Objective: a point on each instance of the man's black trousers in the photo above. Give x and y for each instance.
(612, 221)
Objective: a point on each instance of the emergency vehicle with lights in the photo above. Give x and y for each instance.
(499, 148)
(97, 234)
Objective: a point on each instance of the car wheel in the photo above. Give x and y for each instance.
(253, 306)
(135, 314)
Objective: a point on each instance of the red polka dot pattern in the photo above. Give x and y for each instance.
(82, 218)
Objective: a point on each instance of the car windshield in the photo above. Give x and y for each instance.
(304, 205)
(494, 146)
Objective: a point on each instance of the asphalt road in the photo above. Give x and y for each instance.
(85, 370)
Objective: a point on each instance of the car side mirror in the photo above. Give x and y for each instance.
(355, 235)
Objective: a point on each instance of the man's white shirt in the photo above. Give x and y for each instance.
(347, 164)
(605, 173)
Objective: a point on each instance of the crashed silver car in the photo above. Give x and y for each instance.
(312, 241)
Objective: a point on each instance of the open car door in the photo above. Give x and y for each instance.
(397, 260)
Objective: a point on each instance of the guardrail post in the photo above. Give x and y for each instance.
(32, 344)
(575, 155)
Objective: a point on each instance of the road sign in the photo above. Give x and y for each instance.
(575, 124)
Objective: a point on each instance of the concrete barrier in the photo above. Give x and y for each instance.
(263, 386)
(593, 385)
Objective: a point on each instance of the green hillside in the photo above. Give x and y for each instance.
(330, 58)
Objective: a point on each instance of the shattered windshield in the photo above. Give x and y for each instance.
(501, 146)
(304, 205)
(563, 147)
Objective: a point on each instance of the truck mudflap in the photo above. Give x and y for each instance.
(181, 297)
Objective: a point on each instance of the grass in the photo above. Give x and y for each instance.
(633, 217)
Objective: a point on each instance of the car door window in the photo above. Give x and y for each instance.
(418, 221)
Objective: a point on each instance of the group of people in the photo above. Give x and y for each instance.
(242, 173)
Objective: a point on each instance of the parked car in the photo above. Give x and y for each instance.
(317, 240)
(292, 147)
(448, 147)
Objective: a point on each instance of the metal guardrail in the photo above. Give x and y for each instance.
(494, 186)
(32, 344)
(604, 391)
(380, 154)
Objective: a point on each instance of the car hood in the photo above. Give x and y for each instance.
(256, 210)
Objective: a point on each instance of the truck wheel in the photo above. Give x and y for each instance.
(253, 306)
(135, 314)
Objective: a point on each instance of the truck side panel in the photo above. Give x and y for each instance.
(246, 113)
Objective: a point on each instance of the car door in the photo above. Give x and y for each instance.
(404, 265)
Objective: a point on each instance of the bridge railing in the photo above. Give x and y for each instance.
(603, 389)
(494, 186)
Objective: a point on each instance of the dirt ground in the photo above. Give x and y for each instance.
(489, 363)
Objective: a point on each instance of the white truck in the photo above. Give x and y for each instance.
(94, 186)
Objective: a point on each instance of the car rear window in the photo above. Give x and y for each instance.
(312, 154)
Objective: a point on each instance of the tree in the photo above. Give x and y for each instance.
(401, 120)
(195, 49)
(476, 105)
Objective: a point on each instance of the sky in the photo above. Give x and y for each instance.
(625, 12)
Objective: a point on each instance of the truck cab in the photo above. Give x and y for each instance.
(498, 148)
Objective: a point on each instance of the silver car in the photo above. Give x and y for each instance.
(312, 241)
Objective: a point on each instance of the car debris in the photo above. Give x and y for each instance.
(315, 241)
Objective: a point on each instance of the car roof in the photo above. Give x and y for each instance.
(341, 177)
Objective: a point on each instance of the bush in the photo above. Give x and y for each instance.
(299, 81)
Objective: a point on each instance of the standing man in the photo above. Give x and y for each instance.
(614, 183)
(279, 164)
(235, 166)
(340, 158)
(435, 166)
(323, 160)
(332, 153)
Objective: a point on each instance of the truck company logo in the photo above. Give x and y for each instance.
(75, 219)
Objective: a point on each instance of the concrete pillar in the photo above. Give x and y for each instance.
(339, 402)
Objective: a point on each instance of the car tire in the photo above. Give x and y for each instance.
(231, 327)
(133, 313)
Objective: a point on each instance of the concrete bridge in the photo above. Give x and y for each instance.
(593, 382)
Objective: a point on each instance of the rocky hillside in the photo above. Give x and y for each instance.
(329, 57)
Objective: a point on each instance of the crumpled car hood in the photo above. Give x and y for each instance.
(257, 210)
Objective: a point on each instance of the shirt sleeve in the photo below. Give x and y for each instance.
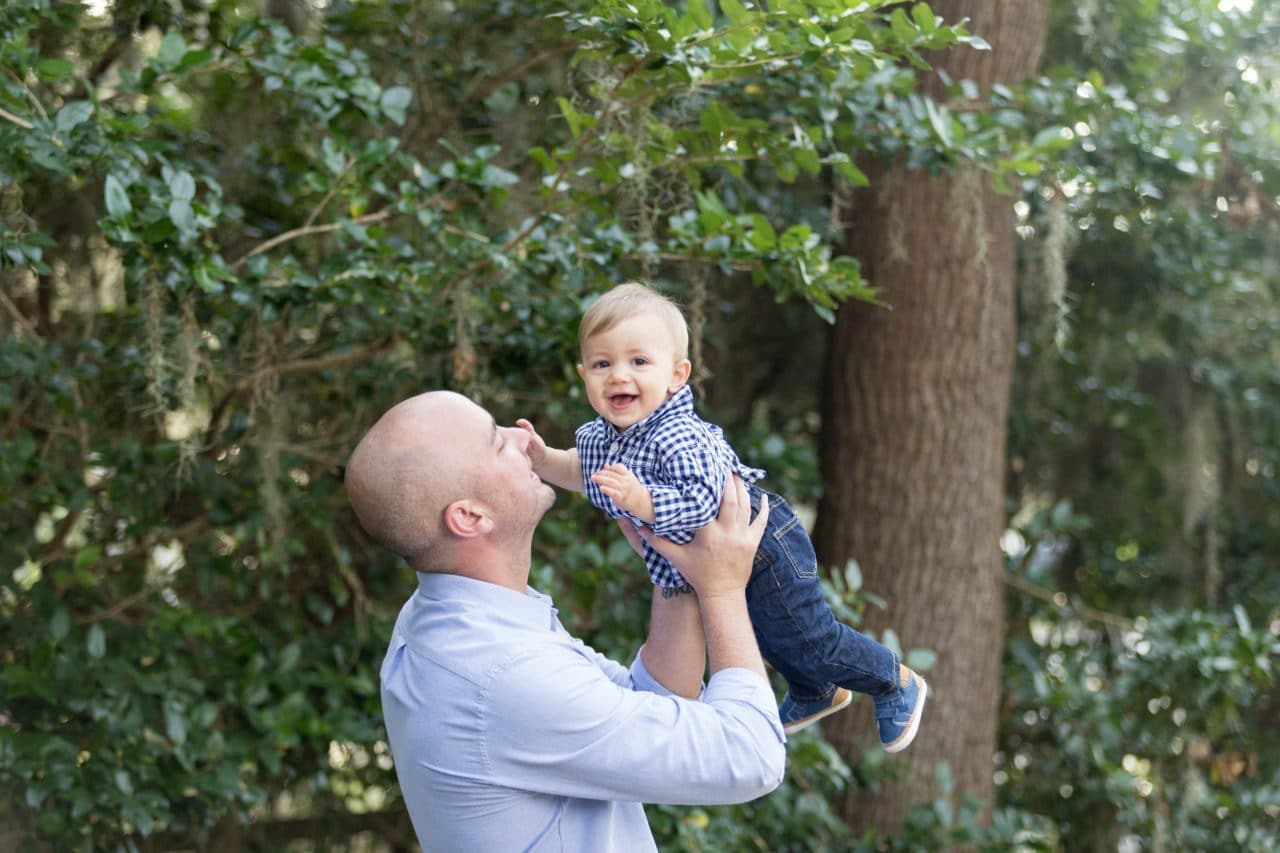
(562, 728)
(686, 495)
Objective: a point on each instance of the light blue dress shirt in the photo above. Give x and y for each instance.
(508, 734)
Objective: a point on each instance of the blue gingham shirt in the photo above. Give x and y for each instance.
(680, 457)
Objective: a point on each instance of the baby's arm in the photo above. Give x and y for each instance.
(557, 466)
(621, 486)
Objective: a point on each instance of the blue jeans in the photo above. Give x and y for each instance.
(794, 625)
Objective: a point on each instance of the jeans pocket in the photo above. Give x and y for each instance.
(791, 548)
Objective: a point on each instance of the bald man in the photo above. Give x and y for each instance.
(510, 734)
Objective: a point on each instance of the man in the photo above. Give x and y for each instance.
(507, 733)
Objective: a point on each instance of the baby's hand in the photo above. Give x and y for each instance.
(536, 446)
(621, 486)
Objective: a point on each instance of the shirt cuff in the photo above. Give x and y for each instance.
(744, 687)
(643, 680)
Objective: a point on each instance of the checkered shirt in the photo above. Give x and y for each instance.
(682, 461)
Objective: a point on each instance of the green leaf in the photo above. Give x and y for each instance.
(938, 121)
(571, 115)
(59, 624)
(183, 217)
(73, 113)
(851, 173)
(174, 723)
(117, 199)
(54, 68)
(172, 50)
(96, 642)
(195, 58)
(394, 101)
(182, 186)
(924, 18)
(734, 10)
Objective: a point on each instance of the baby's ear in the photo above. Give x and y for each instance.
(680, 375)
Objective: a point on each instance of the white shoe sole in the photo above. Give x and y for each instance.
(905, 739)
(800, 725)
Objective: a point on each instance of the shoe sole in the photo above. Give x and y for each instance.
(905, 739)
(800, 725)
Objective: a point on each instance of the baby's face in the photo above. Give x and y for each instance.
(631, 369)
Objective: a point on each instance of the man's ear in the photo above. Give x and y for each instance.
(680, 375)
(467, 519)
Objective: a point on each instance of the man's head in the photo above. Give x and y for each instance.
(435, 474)
(634, 343)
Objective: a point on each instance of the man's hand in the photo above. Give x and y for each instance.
(718, 560)
(621, 486)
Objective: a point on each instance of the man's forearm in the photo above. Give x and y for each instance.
(675, 653)
(730, 639)
(561, 468)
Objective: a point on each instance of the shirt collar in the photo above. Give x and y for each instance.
(531, 607)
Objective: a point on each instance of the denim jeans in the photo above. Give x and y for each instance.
(794, 625)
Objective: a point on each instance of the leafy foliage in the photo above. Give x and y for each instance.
(228, 242)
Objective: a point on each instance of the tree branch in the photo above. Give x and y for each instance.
(310, 229)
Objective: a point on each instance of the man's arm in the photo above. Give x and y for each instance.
(718, 564)
(675, 652)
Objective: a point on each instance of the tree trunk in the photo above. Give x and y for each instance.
(913, 443)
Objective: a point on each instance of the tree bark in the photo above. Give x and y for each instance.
(913, 442)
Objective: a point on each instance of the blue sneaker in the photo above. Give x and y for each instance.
(796, 716)
(899, 714)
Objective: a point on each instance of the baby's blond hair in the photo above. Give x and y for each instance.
(626, 301)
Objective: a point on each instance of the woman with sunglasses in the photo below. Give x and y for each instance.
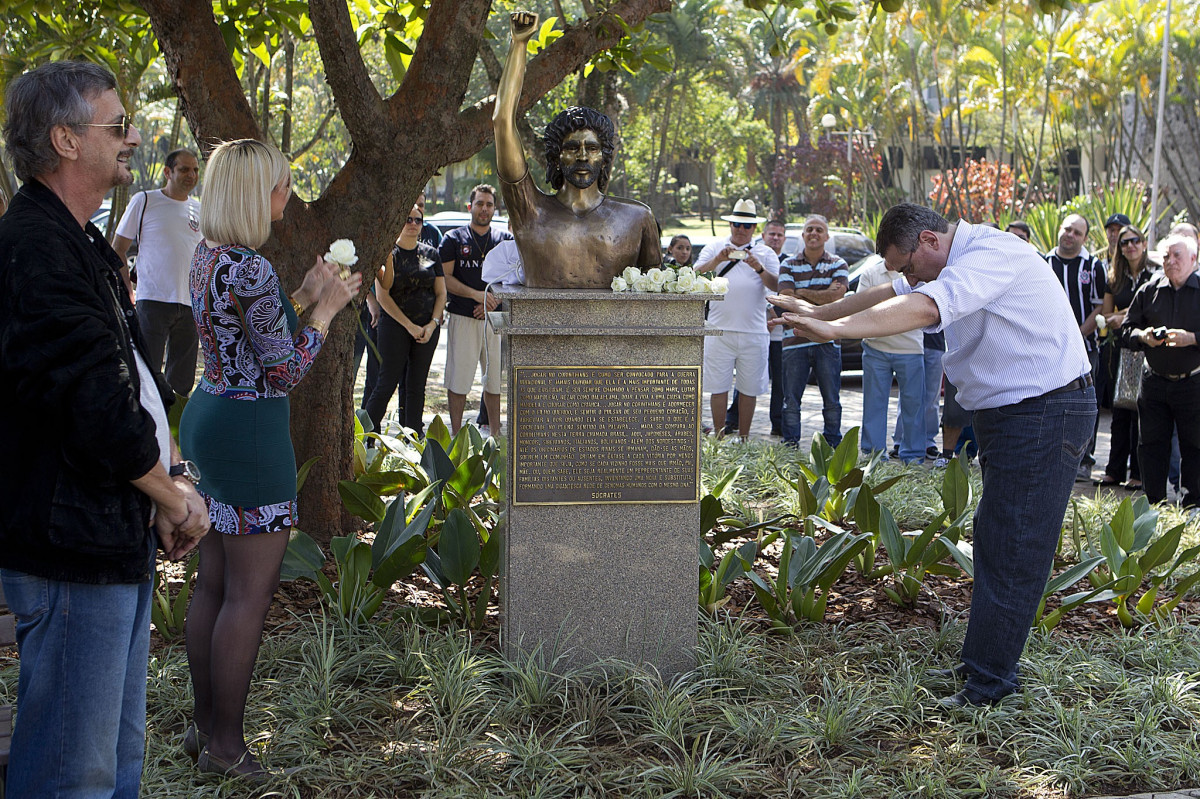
(237, 430)
(1127, 272)
(412, 292)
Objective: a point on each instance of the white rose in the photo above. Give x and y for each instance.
(342, 252)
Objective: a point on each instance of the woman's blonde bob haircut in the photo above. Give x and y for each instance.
(238, 184)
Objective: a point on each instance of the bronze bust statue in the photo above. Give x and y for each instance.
(579, 236)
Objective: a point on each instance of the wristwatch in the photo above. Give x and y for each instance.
(187, 470)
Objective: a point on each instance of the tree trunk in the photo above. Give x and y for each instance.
(367, 199)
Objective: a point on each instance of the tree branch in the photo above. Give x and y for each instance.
(357, 97)
(202, 72)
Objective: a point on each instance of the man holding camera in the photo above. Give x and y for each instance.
(1163, 320)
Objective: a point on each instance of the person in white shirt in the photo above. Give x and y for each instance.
(883, 356)
(753, 271)
(1014, 352)
(166, 223)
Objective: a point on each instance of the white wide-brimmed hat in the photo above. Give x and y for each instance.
(744, 211)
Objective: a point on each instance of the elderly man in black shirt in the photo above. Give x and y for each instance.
(1163, 320)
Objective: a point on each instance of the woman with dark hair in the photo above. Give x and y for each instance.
(237, 430)
(1127, 272)
(678, 252)
(412, 293)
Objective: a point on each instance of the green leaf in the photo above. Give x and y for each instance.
(360, 500)
(459, 547)
(303, 558)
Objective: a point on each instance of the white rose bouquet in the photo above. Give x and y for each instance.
(342, 253)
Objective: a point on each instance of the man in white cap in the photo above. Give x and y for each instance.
(753, 271)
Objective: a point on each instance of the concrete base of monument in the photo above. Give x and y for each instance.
(603, 492)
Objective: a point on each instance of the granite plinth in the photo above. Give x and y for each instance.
(588, 581)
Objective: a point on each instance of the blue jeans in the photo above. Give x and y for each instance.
(1030, 452)
(798, 364)
(931, 420)
(910, 373)
(82, 689)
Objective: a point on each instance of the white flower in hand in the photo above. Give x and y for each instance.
(342, 253)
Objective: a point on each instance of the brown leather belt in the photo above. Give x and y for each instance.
(1078, 384)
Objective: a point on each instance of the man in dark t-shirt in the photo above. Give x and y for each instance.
(469, 338)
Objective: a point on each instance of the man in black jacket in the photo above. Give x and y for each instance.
(90, 481)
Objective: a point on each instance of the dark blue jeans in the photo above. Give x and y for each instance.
(798, 364)
(1030, 452)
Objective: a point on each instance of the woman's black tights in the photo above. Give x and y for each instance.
(234, 586)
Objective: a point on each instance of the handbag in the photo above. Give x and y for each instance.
(1128, 379)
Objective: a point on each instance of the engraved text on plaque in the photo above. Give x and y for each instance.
(606, 434)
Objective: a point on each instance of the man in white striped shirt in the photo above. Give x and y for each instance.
(1014, 350)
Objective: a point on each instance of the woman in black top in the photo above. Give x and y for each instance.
(412, 292)
(1127, 271)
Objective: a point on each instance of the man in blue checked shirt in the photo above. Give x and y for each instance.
(1014, 350)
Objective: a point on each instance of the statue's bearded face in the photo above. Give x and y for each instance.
(581, 158)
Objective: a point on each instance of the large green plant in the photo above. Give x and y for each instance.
(1131, 557)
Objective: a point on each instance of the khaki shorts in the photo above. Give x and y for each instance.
(471, 342)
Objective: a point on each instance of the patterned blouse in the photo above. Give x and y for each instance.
(245, 335)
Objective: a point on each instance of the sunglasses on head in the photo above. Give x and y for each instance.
(125, 124)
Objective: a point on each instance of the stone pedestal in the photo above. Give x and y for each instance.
(603, 490)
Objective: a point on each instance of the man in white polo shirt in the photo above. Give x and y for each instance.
(753, 270)
(166, 223)
(1015, 354)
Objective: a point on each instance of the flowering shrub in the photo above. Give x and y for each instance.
(667, 280)
(971, 192)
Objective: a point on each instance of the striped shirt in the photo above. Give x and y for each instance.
(1085, 281)
(797, 272)
(1009, 331)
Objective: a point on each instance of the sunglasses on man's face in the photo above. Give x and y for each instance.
(125, 124)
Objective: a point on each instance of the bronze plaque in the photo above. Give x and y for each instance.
(605, 434)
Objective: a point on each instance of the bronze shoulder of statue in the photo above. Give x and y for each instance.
(576, 236)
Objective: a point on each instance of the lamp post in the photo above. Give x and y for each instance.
(868, 137)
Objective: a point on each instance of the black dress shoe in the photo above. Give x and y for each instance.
(965, 698)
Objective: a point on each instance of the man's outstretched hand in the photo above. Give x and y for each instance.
(525, 23)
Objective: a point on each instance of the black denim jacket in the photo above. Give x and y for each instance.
(72, 428)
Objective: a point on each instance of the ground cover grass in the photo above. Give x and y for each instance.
(411, 708)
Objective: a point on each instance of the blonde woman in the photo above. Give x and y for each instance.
(235, 428)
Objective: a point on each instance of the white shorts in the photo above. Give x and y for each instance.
(471, 342)
(741, 354)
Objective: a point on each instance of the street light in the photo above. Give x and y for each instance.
(868, 137)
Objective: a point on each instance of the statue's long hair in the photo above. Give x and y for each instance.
(567, 122)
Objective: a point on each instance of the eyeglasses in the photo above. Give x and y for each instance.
(125, 124)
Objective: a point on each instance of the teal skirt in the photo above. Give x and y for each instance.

* **SET EXERCISE**: Rewrite the part of the entries that opens with the line containing "Objective: a point on each instance of the lamp" and runs through the end of the entries as a JSON list of strings, one string per line, leaving out blank lines.

* **REPLY**:
[
  "Objective: a point on each instance of the lamp post in the photo above. Give x and y for each instance.",
  "(868, 137)",
  "Objective: a point on each instance of the black dress shoe in the photo above. Give x and y for each instance.",
  "(965, 698)",
  "Objective: a point on each instance of the man's outstretched hand in the photo above. Give x and y for each instance.",
  "(525, 23)",
  "Objective: a point on each instance of the black denim jacket in the photo above. Give x and y for each instance.",
  "(72, 428)",
  "Objective: a point on each instance of the ground cover grass in the photo above. Give x and y for each instance.",
  "(411, 708)",
  "Objective: a point on each instance of the blonde woman in the photo above. Give x and y for each instance.",
  "(235, 428)",
  "Objective: a point on each instance of the white shorts in the photo above. Give x and y for each instance.",
  "(471, 342)",
  "(741, 354)",
  "Objective: a point on each instance of the street light in the photo above. Give x and y for each instance.",
  "(868, 137)",
  "Objective: a point on each instance of the statue's long hair in the photo above. Give x and y for each instance.",
  "(567, 122)",
  "Objective: a point on each instance of the eyeglasses in the photo above. Give x and y for each instance.",
  "(125, 124)",
  "Objective: a point on each instance of the teal skirt in the photo above. Give x and y for each instance."
]